Excerpts from a dataset
[Start of section]
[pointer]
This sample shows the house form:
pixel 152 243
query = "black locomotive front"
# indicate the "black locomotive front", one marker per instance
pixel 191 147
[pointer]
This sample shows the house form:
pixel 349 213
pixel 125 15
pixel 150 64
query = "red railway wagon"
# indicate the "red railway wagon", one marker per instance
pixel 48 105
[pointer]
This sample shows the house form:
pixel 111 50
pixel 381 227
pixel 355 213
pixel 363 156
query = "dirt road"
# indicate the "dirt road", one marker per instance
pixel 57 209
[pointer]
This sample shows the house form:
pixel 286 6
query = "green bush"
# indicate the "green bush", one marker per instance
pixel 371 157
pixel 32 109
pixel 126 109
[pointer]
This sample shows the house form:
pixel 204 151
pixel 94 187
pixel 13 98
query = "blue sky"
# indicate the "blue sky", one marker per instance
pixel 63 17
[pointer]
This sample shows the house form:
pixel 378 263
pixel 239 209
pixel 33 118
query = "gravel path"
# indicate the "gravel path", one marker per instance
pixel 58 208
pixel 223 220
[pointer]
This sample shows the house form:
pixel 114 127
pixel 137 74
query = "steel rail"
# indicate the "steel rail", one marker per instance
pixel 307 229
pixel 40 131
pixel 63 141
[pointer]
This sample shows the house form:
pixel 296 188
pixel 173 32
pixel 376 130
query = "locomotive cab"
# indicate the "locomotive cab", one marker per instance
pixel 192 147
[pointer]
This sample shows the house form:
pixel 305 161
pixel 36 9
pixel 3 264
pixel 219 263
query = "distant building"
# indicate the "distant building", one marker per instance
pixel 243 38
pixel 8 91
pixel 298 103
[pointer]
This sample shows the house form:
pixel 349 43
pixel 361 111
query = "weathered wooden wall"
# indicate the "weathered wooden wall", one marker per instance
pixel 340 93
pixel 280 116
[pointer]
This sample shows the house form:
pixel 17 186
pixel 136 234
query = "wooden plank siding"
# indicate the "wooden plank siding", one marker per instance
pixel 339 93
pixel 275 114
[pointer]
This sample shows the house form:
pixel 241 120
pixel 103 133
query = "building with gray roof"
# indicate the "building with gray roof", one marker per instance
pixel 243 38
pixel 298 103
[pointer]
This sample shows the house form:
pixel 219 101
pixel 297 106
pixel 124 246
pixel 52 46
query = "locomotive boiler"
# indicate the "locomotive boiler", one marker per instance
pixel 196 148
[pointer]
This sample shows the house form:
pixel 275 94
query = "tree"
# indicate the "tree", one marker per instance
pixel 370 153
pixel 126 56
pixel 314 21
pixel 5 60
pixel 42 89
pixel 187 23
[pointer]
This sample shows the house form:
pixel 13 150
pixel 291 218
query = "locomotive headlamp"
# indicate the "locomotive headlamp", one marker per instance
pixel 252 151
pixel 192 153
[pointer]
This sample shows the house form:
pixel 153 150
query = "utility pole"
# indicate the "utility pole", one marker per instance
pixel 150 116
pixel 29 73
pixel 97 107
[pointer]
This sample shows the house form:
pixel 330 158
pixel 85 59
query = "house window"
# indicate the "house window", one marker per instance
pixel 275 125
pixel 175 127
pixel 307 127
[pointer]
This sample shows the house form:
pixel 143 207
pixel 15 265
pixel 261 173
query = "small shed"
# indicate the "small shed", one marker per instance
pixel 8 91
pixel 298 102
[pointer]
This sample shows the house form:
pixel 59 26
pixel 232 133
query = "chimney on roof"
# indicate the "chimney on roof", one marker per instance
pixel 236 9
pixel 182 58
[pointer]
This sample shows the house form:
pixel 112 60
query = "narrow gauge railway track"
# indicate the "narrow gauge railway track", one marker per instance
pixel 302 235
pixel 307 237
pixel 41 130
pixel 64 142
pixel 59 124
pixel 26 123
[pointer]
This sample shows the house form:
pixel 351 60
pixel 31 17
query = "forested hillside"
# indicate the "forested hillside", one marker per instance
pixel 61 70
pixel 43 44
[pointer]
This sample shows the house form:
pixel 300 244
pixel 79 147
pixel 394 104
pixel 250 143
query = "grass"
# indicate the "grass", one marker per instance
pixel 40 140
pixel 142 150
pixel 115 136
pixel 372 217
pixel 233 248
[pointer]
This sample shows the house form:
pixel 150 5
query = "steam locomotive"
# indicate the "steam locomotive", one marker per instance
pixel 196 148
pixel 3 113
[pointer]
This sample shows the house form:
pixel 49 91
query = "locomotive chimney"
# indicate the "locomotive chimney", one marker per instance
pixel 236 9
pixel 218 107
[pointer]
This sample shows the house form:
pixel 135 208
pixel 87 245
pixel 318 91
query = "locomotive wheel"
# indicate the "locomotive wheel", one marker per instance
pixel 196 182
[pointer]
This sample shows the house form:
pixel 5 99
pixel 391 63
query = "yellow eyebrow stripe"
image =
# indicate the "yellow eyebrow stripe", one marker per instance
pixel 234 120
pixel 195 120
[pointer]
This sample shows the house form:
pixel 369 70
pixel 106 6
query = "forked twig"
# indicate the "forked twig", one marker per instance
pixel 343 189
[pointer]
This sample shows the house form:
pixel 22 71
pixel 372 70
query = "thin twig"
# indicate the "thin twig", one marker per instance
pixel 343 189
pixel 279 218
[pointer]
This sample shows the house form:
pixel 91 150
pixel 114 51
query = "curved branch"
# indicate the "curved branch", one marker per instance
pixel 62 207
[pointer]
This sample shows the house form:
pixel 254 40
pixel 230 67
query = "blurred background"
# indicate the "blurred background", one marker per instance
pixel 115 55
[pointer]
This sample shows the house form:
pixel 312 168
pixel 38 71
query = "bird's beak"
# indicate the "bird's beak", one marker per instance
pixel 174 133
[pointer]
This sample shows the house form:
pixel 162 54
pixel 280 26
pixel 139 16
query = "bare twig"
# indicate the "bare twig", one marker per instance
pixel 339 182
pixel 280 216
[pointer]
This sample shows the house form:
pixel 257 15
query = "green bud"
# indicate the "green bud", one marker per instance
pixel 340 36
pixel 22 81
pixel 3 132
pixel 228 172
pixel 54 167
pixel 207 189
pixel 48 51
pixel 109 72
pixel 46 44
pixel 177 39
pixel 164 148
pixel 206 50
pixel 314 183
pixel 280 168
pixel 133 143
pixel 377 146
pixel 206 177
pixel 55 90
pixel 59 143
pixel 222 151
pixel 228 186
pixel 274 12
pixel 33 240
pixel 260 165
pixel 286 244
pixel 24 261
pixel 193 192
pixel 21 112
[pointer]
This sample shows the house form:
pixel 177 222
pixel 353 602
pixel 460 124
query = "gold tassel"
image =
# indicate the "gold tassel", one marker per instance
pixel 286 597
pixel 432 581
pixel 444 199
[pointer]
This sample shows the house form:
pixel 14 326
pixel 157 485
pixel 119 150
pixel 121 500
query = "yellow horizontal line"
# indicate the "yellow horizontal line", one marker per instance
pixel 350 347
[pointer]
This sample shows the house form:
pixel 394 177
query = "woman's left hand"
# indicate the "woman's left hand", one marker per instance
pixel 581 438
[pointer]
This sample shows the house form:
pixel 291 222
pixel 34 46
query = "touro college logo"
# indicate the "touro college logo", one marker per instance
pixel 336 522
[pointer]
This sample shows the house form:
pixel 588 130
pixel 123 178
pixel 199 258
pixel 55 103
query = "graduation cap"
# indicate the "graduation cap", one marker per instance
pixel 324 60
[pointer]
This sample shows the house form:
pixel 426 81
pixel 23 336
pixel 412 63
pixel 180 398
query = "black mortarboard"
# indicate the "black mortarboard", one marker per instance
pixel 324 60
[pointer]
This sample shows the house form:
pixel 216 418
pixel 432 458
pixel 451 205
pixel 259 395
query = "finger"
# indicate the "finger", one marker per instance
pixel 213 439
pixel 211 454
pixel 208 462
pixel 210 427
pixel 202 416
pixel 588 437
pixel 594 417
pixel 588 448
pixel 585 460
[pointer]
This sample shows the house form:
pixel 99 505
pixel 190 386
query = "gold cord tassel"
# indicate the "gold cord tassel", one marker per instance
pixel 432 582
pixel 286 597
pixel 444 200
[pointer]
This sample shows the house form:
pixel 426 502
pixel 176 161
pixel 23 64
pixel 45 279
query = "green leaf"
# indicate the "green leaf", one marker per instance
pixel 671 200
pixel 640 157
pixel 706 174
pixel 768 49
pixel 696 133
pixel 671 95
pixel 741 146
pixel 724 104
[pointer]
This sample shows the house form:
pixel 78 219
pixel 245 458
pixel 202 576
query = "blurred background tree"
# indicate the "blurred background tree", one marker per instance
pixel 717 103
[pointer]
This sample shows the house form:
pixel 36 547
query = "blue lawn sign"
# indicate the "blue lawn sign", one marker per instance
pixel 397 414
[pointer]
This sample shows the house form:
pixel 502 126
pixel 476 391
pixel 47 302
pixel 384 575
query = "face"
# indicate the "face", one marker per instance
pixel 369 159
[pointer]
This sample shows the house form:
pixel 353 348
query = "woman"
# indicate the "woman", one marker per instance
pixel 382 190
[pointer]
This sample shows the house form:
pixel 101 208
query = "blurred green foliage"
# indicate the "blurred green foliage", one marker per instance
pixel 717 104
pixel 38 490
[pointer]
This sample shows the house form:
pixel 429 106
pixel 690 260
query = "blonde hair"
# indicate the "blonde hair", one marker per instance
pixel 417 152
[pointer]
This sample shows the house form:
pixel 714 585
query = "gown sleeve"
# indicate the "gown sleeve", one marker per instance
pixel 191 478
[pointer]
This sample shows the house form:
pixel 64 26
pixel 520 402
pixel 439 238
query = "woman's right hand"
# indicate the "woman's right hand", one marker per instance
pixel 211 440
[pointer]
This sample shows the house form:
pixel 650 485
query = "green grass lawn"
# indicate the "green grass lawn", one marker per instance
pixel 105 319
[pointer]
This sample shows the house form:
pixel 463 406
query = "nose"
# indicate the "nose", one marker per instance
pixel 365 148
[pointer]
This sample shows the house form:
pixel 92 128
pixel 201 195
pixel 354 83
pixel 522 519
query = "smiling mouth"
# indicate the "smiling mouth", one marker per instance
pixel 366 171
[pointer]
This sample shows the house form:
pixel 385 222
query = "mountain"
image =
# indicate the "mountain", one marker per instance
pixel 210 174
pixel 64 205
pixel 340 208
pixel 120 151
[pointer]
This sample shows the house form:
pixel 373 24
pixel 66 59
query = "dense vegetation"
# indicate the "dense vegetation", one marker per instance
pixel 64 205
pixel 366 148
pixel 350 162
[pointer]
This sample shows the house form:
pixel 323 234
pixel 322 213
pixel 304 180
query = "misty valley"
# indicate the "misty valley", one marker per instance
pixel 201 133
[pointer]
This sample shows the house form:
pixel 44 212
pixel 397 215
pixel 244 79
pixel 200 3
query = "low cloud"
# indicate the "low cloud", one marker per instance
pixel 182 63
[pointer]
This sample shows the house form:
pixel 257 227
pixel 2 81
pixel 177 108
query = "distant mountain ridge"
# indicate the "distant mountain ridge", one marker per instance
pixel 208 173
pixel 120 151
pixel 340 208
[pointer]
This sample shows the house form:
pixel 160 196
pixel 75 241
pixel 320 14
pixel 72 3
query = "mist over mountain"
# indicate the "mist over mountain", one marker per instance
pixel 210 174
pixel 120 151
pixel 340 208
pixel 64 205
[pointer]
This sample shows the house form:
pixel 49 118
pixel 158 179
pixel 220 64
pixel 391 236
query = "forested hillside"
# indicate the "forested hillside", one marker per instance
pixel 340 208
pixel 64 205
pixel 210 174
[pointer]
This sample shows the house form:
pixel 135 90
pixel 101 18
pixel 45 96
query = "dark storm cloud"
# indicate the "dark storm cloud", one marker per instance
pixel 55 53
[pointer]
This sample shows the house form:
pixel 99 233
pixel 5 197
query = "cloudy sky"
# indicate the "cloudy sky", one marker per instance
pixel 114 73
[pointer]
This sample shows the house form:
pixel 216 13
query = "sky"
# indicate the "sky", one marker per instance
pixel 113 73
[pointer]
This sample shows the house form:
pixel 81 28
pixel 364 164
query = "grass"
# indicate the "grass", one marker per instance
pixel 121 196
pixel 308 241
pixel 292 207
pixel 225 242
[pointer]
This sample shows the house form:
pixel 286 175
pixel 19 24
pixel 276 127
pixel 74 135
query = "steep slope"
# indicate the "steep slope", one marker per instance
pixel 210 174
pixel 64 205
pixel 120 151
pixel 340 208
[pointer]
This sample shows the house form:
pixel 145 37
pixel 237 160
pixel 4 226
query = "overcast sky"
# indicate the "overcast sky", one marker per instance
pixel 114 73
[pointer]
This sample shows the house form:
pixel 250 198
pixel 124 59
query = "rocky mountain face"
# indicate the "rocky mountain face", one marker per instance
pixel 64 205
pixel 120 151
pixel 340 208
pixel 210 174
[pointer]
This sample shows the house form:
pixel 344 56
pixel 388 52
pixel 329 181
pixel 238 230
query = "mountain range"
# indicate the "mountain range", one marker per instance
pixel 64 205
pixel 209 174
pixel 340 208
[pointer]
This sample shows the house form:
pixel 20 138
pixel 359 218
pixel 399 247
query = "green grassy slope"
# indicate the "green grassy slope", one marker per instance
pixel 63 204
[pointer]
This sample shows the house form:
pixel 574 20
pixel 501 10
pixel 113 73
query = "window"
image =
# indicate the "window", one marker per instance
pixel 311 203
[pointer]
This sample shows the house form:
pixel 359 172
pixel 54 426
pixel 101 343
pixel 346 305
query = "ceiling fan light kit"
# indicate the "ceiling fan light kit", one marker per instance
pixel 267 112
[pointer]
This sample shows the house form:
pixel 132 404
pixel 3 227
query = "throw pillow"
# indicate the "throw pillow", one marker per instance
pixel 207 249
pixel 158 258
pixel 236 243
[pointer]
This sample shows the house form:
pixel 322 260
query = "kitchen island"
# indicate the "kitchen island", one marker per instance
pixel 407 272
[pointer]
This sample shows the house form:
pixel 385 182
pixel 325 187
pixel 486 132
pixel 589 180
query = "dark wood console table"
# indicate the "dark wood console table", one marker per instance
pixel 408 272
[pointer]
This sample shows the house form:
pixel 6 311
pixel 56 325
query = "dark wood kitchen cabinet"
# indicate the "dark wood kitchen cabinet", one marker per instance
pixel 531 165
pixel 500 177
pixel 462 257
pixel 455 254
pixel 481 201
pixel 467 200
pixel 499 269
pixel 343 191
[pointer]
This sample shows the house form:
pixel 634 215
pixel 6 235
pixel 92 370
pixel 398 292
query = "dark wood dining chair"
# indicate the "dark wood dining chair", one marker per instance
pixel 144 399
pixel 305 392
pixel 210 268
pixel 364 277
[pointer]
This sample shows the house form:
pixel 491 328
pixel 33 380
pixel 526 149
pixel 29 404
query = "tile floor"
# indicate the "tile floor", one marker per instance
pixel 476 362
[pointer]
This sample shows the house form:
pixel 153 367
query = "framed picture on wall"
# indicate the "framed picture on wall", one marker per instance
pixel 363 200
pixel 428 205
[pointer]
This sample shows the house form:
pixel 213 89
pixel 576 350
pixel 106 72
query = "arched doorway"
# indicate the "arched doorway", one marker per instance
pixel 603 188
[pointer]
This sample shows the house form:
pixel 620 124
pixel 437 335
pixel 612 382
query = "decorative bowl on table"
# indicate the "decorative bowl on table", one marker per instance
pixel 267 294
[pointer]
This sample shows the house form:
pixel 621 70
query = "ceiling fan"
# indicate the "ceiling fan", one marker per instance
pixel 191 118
[End of section]
§ Activity
Return, exactly, the lines from the first line of the records above to the line containing "pixel 219 263", both included.

§ Task result
[pointer]
This sample shows the house form:
pixel 152 243
query = "black locomotive front"
# indicate the "black locomotive front", one marker per instance
pixel 191 147
[pointer]
This sample shows the house form:
pixel 349 213
pixel 125 15
pixel 150 64
query = "red railway wagon"
# indicate the "red railway wagon", one marker per instance
pixel 48 105
[pointer]
This sample shows the house form:
pixel 111 50
pixel 381 227
pixel 355 213
pixel 363 156
query = "dirt road"
# indicate the "dirt road", one marker per instance
pixel 57 209
[pointer]
This sample shows the house form:
pixel 286 6
query = "green bush"
# indicate the "green bush", one marker per instance
pixel 371 157
pixel 32 109
pixel 126 109
[pointer]
This sample shows the house form:
pixel 204 151
pixel 94 187
pixel 13 98
query = "blue sky"
# indicate the "blue sky", one marker per instance
pixel 63 17
[pointer]
This sample shows the house form:
pixel 378 263
pixel 239 209
pixel 33 118
query = "gravel path"
# indicate the "gravel path", one marker per instance
pixel 58 208
pixel 223 220
[pointer]
This sample shows the house form:
pixel 114 127
pixel 137 74
query = "steel rail"
# indicate the "steel rail", one marker per instance
pixel 307 229
pixel 40 131
pixel 63 141
[pointer]
This sample shows the house form:
pixel 296 188
pixel 173 32
pixel 376 130
query = "locomotive cab"
# indicate the "locomotive cab", one marker per instance
pixel 192 147
[pointer]
This sample shows the house form:
pixel 305 161
pixel 36 9
pixel 3 264
pixel 219 263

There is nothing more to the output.